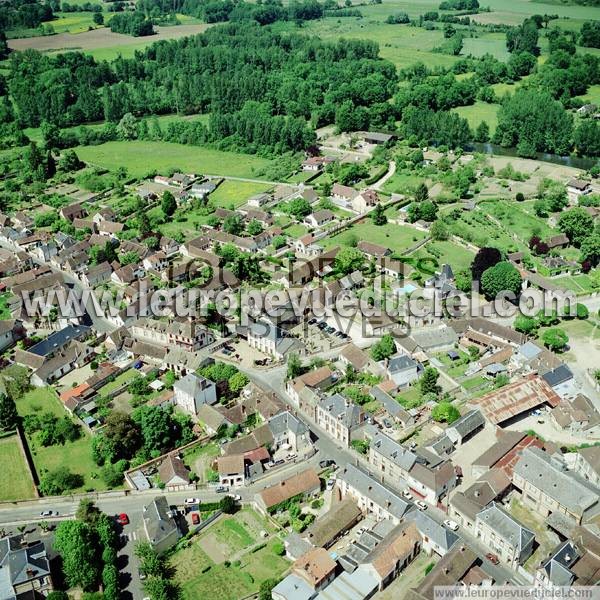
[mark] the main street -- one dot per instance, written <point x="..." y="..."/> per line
<point x="274" y="380"/>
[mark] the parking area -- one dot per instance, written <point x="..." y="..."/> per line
<point x="320" y="336"/>
<point x="241" y="353"/>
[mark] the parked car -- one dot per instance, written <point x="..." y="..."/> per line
<point x="452" y="525"/>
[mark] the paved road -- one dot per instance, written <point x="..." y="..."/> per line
<point x="274" y="380"/>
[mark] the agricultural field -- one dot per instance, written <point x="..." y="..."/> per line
<point x="76" y="456"/>
<point x="400" y="44"/>
<point x="103" y="41"/>
<point x="478" y="112"/>
<point x="140" y="158"/>
<point x="15" y="481"/>
<point x="222" y="562"/>
<point x="398" y="238"/>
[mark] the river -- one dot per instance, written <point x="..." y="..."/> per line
<point x="577" y="162"/>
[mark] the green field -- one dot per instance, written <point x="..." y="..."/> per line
<point x="396" y="237"/>
<point x="517" y="221"/>
<point x="442" y="252"/>
<point x="478" y="112"/>
<point x="400" y="44"/>
<point x="76" y="456"/>
<point x="199" y="576"/>
<point x="235" y="193"/>
<point x="15" y="480"/>
<point x="492" y="43"/>
<point x="141" y="158"/>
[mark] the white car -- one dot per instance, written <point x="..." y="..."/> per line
<point x="452" y="525"/>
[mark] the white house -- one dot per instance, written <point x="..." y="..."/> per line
<point x="193" y="391"/>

——

## Your goal
Restate the entries above word for word, keeping pictures out of the copy.

## Your response
[mark] the main street -- one dot per instance, written <point x="..." y="..."/> per line
<point x="274" y="380"/>
[mark] the parking area -- one dot per instance, written <point x="..." y="..."/> per line
<point x="320" y="336"/>
<point x="241" y="353"/>
[mark] the parked car -- one dot per instance, written <point x="..." y="..."/> per line
<point x="452" y="525"/>
[mark] the paved road -- one dot per instance, written <point x="..." y="..."/> per line
<point x="274" y="380"/>
[mark] the agricultural field -- one dot per instance, written <point x="..." y="..."/> per line
<point x="76" y="456"/>
<point x="400" y="44"/>
<point x="103" y="41"/>
<point x="478" y="112"/>
<point x="140" y="158"/>
<point x="15" y="481"/>
<point x="222" y="562"/>
<point x="398" y="238"/>
[mark] the river -- one dot per instance, written <point x="..." y="..."/> per line
<point x="577" y="162"/>
[mark] the green field -- one dot per instance, written <point x="..." y="..."/> per line
<point x="396" y="237"/>
<point x="517" y="221"/>
<point x="442" y="252"/>
<point x="478" y="112"/>
<point x="400" y="44"/>
<point x="76" y="456"/>
<point x="199" y="576"/>
<point x="235" y="193"/>
<point x="15" y="480"/>
<point x="492" y="43"/>
<point x="141" y="158"/>
[mark] the white car -- one dot per instance, written <point x="..." y="..."/> per line
<point x="452" y="525"/>
[mark] the white house -- one dot per instance, written <point x="..." y="..."/> per line
<point x="193" y="391"/>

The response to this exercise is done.